*PROBLEM STATEMENT*
In the listing below, locate the line containing "Question. Put a dot on every instance of the roof ridge"; reproduce that line and all lines that follow it, unchanged.

*Dataset entries*
+ + + +
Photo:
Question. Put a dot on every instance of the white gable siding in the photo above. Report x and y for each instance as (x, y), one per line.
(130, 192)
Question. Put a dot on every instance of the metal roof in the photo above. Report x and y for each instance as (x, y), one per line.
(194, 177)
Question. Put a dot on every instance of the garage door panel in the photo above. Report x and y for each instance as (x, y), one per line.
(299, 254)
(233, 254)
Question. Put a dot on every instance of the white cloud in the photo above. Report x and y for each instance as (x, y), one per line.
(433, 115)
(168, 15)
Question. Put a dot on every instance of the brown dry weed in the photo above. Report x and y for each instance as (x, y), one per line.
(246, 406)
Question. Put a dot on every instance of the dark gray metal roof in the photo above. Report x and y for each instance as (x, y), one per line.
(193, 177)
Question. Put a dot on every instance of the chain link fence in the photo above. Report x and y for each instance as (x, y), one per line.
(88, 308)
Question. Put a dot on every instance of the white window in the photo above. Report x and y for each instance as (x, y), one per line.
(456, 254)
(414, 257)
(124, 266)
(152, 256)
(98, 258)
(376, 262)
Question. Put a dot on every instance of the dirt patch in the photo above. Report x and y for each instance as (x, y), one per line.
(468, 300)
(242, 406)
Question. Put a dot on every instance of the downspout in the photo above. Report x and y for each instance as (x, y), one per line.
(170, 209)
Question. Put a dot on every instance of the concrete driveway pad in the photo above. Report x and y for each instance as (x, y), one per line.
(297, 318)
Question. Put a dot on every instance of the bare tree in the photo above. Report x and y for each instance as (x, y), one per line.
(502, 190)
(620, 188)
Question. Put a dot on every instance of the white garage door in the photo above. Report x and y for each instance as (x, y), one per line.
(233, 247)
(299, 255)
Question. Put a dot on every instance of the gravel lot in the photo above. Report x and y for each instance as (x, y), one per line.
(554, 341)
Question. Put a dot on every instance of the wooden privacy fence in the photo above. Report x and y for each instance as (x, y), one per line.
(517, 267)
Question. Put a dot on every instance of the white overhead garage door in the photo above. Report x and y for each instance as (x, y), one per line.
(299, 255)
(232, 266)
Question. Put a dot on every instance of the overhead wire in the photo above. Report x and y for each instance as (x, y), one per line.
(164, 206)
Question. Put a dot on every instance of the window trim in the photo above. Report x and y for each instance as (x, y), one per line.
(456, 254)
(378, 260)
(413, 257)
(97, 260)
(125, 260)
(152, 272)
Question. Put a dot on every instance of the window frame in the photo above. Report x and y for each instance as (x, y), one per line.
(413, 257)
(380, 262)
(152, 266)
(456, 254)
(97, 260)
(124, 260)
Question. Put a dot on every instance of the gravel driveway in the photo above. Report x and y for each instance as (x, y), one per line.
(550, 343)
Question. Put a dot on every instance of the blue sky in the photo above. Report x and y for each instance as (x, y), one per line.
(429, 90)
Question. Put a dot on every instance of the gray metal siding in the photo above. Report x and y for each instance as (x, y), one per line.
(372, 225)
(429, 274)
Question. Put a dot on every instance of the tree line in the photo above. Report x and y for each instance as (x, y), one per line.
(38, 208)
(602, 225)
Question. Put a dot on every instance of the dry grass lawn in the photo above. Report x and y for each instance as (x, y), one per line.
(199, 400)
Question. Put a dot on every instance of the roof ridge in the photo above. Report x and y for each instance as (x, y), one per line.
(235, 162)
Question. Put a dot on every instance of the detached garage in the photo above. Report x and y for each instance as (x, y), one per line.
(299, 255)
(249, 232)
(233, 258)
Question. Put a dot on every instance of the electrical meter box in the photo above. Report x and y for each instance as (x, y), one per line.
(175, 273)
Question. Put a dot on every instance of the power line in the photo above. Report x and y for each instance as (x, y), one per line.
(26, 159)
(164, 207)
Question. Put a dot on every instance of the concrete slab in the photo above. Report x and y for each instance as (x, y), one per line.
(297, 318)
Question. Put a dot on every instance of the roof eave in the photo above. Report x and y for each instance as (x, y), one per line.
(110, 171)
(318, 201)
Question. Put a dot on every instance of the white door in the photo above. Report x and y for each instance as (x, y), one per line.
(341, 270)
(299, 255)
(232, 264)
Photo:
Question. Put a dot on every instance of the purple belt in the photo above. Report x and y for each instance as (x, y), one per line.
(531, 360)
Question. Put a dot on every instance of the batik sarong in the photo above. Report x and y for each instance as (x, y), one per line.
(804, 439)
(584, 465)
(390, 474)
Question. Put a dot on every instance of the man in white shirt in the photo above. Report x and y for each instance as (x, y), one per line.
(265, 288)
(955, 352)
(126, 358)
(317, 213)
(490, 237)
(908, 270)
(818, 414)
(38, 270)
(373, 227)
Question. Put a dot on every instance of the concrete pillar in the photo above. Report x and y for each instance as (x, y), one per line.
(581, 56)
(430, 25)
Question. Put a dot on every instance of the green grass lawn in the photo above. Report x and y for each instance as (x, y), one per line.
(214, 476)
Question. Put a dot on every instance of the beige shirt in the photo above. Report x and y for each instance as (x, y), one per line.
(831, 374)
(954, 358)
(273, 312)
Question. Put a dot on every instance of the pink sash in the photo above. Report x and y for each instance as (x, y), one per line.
+ + + +
*FULL SOLUTION*
Question. Put a dot on every instance of the roof ridge in the photo above. Report x and y for each instance as (x, y), one per line.
(235, 162)
Question. Put a dot on every instance of the detached garage in the photo above. Report x and y for each instance as (x, y), one per line.
(299, 255)
(249, 232)
(233, 258)
Question. Put a dot on every instance of the electrical meter box in the photo above. Report x and y for each instance as (x, y), one per line.
(175, 273)
Question. Put a dot on every instance of the power line in the photo above. Report x and y for each instance as (x, y), one per line.
(26, 159)
(164, 207)
Question. Put a dot on every instance of the concrete slab in the photo above. Report x and y for each instance as (x, y), one per line.
(297, 318)
Question. Put a dot on every instance of the roof eave in the photo above. Report x and y for each instance as (x, y), one per line.
(110, 171)
(318, 201)
Question. Put a dot on every instance of the white door in the photo above. Report x and y for each instance as (x, y), one per line.
(341, 270)
(299, 255)
(232, 264)
Photo:
Question. Put a dot on every instance of the purple belt in the photo above. Report x and y for each instance as (x, y), one per line.
(531, 360)
Question. Put a dot on every instance of the batik sarong in the photo above. Report x and y for each instance as (x, y), one per line.
(804, 439)
(584, 465)
(390, 474)
Question. Put a dot on every instance of the man in white shirt in the photo above. Report x and y for each instance as (x, y), one per line.
(265, 288)
(955, 352)
(126, 358)
(317, 213)
(490, 237)
(908, 270)
(818, 414)
(38, 270)
(373, 227)
Question. Put a dot on every instance of the concrete pillar in the photo above. Report x and y for each instance as (x, y), one per line.
(581, 56)
(430, 25)
Question. Put a dot on every instance of the green grass lawn in the photo above. Report x and y for each instance as (x, y), one per line.
(214, 476)
Question. Put a dot on every instance of the beige shirt in the photo above. Report x and y for each instance as (x, y), one per line.
(831, 374)
(954, 358)
(273, 312)
Question. Put a dot on every instance of the pink sash in the photo above. Report x and y for each instance as (x, y), one per line.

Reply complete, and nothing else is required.